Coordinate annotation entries

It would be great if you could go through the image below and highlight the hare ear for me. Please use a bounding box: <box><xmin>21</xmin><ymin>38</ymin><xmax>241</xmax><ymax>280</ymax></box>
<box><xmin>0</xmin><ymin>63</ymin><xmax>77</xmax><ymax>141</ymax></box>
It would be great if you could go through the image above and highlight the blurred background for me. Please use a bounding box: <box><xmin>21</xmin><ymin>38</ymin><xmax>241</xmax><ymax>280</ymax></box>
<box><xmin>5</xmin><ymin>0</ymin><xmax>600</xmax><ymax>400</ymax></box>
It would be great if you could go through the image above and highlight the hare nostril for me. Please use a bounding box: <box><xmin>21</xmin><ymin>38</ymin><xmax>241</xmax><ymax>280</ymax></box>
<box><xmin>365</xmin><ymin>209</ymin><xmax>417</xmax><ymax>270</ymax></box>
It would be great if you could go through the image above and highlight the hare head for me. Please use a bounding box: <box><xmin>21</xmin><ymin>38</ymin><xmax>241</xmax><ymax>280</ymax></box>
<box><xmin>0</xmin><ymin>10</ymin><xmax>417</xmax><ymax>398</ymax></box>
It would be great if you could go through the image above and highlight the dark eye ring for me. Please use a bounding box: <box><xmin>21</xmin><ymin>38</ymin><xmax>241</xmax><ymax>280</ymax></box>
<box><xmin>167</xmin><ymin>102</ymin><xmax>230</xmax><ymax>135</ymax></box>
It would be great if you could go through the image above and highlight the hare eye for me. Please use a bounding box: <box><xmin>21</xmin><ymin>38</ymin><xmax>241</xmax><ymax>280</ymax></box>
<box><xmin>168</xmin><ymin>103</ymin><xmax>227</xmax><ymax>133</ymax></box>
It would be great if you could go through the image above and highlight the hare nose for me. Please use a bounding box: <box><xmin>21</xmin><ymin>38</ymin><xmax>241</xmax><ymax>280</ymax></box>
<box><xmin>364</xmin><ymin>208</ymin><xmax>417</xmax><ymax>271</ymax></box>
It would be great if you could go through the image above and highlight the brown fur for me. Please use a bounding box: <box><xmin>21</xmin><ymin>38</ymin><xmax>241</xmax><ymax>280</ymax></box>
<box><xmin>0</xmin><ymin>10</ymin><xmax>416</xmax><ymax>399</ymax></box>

DIRECTION — Rewrite the lines above, replacing each occurrence of "bounding box" with "rectangular frame" and leaving all other text intact.

EXERCISE RESULT —
It would be great if you could go through the image below and highlight the hare ear for me. Please use a rectangular frame: <box><xmin>21</xmin><ymin>38</ymin><xmax>241</xmax><ymax>280</ymax></box>
<box><xmin>0</xmin><ymin>63</ymin><xmax>77</xmax><ymax>141</ymax></box>
It would be great if you could go through the image above and highlight the blurred background for me. Please use a rectangular frame: <box><xmin>21</xmin><ymin>38</ymin><xmax>241</xmax><ymax>280</ymax></box>
<box><xmin>5</xmin><ymin>0</ymin><xmax>600</xmax><ymax>400</ymax></box>
It would be great if you could go through the image above and highlight the hare nostril for me. Please use a rectangular frame: <box><xmin>21</xmin><ymin>38</ymin><xmax>241</xmax><ymax>280</ymax></box>
<box><xmin>365</xmin><ymin>209</ymin><xmax>417</xmax><ymax>270</ymax></box>
It would be great if you could go through the image above and highlight the hare head for me. Please use a rectangular frame: <box><xmin>21</xmin><ymin>38</ymin><xmax>241</xmax><ymax>280</ymax></box>
<box><xmin>0</xmin><ymin>10</ymin><xmax>417</xmax><ymax>398</ymax></box>
It would be great if you could go through the image above and highlight the dark eye ring for me. Please use a rectangular frame: <box><xmin>21</xmin><ymin>38</ymin><xmax>241</xmax><ymax>280</ymax></box>
<box><xmin>167</xmin><ymin>102</ymin><xmax>230</xmax><ymax>135</ymax></box>
It would be great if you could go through the image above and highlight the hare eye for me. Please use a rectangular frame: <box><xmin>21</xmin><ymin>38</ymin><xmax>241</xmax><ymax>280</ymax></box>
<box><xmin>168</xmin><ymin>103</ymin><xmax>227</xmax><ymax>133</ymax></box>
It would be great if you could go through the image above and highlight the hare nose for me. Please use a rectangular frame: <box><xmin>21</xmin><ymin>38</ymin><xmax>241</xmax><ymax>280</ymax></box>
<box><xmin>364</xmin><ymin>208</ymin><xmax>417</xmax><ymax>271</ymax></box>
It would be great if you could go through the image above and highlight the brown fur for me. Please use a rectangular frame: <box><xmin>21</xmin><ymin>38</ymin><xmax>241</xmax><ymax>280</ymax></box>
<box><xmin>0</xmin><ymin>10</ymin><xmax>416</xmax><ymax>399</ymax></box>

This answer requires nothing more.